# [Texte de l'article]
-*-

La jeunesse ivoirienne entend tourner la page d’une décennie de crise

En ce dernier jour de campagne électorale, la jeunesse ivoirienne attend avec impatience le premier tour de la présidentielle. Reportage dans les rues d’Abidjan auprès d’une génération longtemps privée d’élections qui aspire à des jours meilleurs.
Par Guillaume GUGUEN , envoyé spécial à Abidjan (texte) Les apparences sont parfois trompeuses. Cécile a beau arborer un t-shirt à l’effigie de l’ancien président Henri Konan Bédié, la politique « ne l’intéresse pas spécialement ». Si cette jeune Abidjanaise de 30 ans a revêtu les couleurs du candidat du Parti démocratique de Côte d’Ivoire (PDCI), c’est surtout pour signifier qu’elle accomplira, dimanche, son devoir de citoyenne en allant voter.

-*-

# [Entrées d'un jeu de données]
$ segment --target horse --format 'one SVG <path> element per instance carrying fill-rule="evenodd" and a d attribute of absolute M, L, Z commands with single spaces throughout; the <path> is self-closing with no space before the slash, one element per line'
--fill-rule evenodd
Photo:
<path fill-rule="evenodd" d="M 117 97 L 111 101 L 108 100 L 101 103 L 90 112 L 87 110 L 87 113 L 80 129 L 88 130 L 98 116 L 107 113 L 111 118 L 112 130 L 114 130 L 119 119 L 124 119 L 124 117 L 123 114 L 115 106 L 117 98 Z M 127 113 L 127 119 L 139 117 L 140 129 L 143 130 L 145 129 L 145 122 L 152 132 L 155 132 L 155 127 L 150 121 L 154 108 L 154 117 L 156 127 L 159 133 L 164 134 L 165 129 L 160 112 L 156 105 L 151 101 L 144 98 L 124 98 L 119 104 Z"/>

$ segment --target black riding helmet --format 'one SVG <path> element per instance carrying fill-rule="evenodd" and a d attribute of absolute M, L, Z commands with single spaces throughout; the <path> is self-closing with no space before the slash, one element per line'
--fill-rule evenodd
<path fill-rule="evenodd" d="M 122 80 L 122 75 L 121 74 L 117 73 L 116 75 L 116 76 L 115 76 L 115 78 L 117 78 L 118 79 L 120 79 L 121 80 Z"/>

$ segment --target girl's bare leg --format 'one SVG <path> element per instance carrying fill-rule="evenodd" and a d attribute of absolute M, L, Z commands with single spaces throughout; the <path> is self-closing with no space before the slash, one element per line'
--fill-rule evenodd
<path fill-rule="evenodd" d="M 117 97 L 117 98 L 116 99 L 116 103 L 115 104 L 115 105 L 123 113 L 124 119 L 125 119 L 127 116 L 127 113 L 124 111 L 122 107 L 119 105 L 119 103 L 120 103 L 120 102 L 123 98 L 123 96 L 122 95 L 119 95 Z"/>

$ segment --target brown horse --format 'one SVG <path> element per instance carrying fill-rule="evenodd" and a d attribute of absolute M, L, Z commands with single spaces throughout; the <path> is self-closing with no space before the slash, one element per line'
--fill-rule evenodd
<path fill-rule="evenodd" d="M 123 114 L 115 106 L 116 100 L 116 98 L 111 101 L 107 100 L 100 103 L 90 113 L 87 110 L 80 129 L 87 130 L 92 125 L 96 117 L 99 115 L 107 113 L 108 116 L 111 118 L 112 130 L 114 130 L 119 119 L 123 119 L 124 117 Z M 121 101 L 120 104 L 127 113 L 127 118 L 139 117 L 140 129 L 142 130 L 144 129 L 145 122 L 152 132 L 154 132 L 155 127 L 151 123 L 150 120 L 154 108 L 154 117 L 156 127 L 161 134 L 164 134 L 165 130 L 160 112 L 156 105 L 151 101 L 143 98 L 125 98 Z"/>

-*-

# [Exercices à faire]
1: Modifiez le passage de l'article sur la jeunesse ivoirienne qui commence par « En ce dernier » et va jusqu'à « des jours meilleurs. », en remplaçant « impatience » par « ferveur ».
2: Rédigez la suite de l'article sur la jeunesse ivoirienne après sa dernière phrase.
Les entrées n'ont aucun rôle ici.

# [Les réponses]
1:
En ce dernier jour de campagne électorale, la jeunesse ivoirienne attend avec ferveur le premier tour de la présidentielle. Reportage dans les rues d’Abidjan auprès d’une génération longtemps privée d’élections qui aspire à des jours meilleurs.

2:
Comme des dizaines de milliers de ses compatriotes, Cécile n’a pas hésité à braver les longues files d’attente pour obtenir ses cartes d’identité et d’électeur, précieux sésames que les quelque 5,7 millions d’Ivoiriens inscrits sur les listes électorales peuvent aller retirer depuis le 6 octobre aux quatre coins du pays. Parfois au prix d’un long et coûteux voyage…

Installés depuis peu dans une capitale économique pleine de promesses, des milliers de diplômés et de jeunes travailleurs ont dû retourner dans leur village d’origine pour récupérer ces documents. Un trajet que nombre d’entre eux n’ont pas eu le temps ou les moyens de s’offrir. À quelques jours de l’ouverture des bureaux de vote, seules 40 % des cartes avaient en effet été délivrées dans l’intérieur du pays.

Système D et ambitions contrariées

Alors, à scrutin historique, mesure extraordinaire. Soucieux de voir le maximum de ses concitoyens se rendre aux urnes, le président sortant Laurent Gbagbo – candidat à sa succession sous les couleurs du Front populaire ivoirien (FPI) -, a profité d’un meeting, mardi, dans la commune populaire d’Abobo pour annoncer que ce vendredi serait chômé… Objectif : permettre aux retardataires d’aller chercher leurs papiers.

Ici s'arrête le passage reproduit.